PROBLEMS TO WORK ON:
1/ In the text on redeployed therapists, how many children in counties Roscommon and Galway are awaiting access to speech and language therapy?
2/ Rewrite the stretch of the text on redeployed therapists from "He also pointed" through "last few months.", replacing "private providers" with "private clinics".

TEXT PROVIDED:
--------------------------------

Defence forces staff should be transferred to contact tracing duties immediately to allow speech therapists, physiotherapists and occupational therapists to return to providing essential frontline services for children across the Country, local Independent Deputy Denis Naughten TD told the Dáil in recent times.
He pointed out that three-quarters of speech and language therapists in counties Roscommon and Galway are currently involved in contact tracing.
“Before the lockdown, there was a four-year waiting list to access speech and language therapy in those counties. That means a pre-school child referred to speech and language services might not get support before their Holy Communion.
“At present, 1,049 children in the two counties are awaiting access to speech and language therapy but three-quarters of the speech and language therapists are directly involved in contact tracing. This is not a good use of scarce therapy resources. It is not just speech and language therapists. I have received reports that occupational therapists, physiotherapists, audiologists and podiatrists, to name but a few highly trained staff, have been redeployed since the Covid-19 lockdown and remain redeployed in other areas of the health system while the waiting lists for vulnerable children mount and mount,” Deputy Naughten asserted.
He also pointed out that this practice is happening with HSE therapy posts right across the country, and while such staff have not returned to their original roles many of the private providers have been back delivering these exact same services, and charging for them, for the last few months.
Deputy Naughten informed the Dáil that having raised the issue with the Minister for Defence, Simon Coveney, he understood that Defence Forces staff would be made available to provide contact tracing if the HSE asked for them.

--------------------------------

(Data excerpts)
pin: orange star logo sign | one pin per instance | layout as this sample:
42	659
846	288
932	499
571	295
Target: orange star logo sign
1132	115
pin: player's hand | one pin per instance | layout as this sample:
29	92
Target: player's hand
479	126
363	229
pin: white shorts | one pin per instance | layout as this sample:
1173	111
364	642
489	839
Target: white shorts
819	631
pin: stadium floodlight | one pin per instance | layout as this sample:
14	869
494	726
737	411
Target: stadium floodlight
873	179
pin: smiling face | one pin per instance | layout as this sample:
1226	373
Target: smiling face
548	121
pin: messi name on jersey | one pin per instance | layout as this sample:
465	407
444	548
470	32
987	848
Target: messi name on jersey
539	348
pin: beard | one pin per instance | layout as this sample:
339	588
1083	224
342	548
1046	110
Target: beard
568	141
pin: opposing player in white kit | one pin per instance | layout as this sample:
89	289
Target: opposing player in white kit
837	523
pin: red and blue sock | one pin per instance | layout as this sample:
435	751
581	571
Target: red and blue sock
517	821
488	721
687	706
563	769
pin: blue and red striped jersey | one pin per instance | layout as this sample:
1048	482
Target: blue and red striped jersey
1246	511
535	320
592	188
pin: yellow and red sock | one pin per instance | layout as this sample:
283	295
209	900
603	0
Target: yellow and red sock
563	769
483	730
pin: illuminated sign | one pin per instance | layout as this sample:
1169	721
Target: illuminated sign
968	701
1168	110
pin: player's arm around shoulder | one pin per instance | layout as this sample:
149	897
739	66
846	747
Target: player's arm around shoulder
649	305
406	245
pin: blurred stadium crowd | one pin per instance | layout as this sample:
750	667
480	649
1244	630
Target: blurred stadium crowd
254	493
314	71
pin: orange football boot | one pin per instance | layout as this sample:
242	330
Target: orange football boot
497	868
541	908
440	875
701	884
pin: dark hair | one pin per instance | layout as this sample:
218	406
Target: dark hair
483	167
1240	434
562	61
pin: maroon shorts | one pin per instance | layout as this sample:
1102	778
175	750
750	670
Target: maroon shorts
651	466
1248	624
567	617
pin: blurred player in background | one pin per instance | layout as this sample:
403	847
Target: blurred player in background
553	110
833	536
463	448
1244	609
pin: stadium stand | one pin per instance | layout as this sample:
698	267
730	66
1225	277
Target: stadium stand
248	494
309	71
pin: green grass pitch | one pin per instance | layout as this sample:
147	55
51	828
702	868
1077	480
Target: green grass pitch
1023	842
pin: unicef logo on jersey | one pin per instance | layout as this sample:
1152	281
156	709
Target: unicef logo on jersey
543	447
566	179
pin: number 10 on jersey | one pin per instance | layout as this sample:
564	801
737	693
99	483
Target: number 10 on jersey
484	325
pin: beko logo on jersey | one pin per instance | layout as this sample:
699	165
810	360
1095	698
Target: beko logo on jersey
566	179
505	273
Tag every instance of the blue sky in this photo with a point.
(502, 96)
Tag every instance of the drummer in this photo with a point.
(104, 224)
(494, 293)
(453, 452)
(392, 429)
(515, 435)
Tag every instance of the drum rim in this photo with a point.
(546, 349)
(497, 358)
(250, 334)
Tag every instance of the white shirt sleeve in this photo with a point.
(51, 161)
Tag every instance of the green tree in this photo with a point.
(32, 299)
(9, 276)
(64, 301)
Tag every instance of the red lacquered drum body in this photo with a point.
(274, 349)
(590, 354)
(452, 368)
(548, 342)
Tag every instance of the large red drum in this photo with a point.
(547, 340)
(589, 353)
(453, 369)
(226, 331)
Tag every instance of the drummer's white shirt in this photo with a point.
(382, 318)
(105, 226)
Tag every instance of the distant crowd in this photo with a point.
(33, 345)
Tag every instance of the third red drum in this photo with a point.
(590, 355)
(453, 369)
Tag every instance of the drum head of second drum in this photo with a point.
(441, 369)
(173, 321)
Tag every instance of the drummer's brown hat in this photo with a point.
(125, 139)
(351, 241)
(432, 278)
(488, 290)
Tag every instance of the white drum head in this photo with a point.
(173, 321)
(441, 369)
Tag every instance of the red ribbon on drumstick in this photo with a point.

--------------------------------

ANSWERS TO THIS EXERCISE:
1/ 1,049 children are awaiting access.

2/
He also pointed out that this practice is happening with HSE therapy posts right across the country, and while such staff have not returned to their original roles many of the private clinics have been back delivering these exact same services, and charging for them, for the last few months.